=== Given data ===

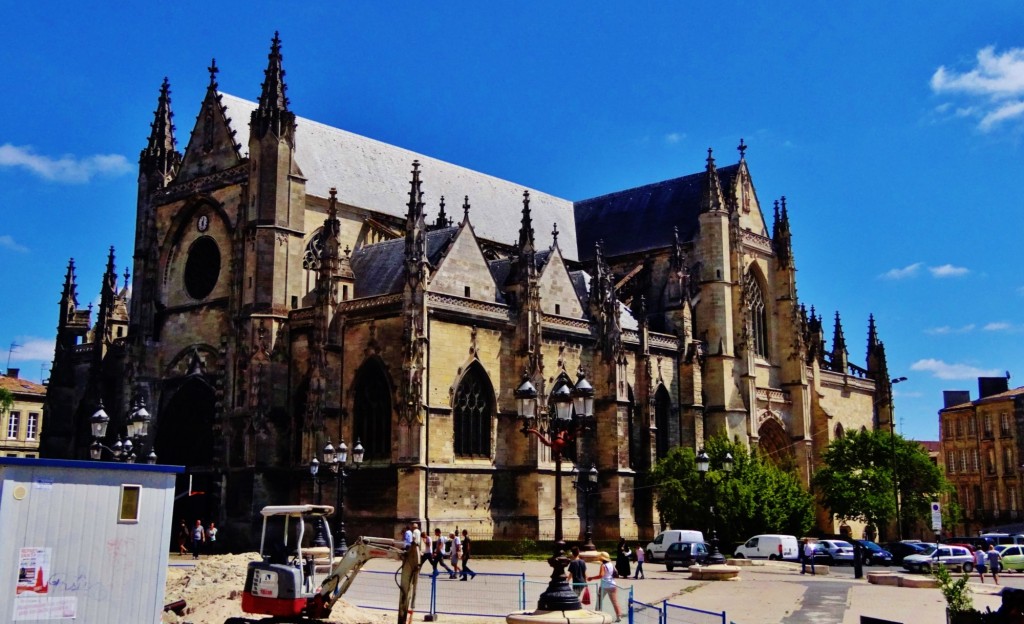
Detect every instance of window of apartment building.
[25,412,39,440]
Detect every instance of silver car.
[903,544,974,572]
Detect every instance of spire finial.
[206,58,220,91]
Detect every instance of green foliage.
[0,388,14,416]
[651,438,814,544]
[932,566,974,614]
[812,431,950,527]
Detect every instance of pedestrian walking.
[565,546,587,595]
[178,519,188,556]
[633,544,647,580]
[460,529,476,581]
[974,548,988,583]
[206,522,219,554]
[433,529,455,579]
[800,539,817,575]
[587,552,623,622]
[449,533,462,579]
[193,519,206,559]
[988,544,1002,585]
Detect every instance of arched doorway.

===

*Stated problem*. Quote the whole listing above word for word, omitting the pictures.

*Finished task*.
Detect every instance of window of apartment building.
[25,412,39,440]
Detect every instance of silver car.
[903,544,974,572]
Detect every instance of spire finial.
[206,58,220,91]
Detect every instance of green foliage.
[0,388,14,416]
[651,438,814,544]
[932,566,974,614]
[812,431,950,527]
Detect every instance of pedestrian walking.
[565,546,587,595]
[178,519,188,556]
[633,544,647,580]
[460,529,476,581]
[974,548,988,583]
[206,522,219,554]
[433,529,455,579]
[800,539,817,575]
[587,552,623,622]
[449,533,462,579]
[193,519,206,559]
[988,544,1002,585]
Detect every instance of arched doorway.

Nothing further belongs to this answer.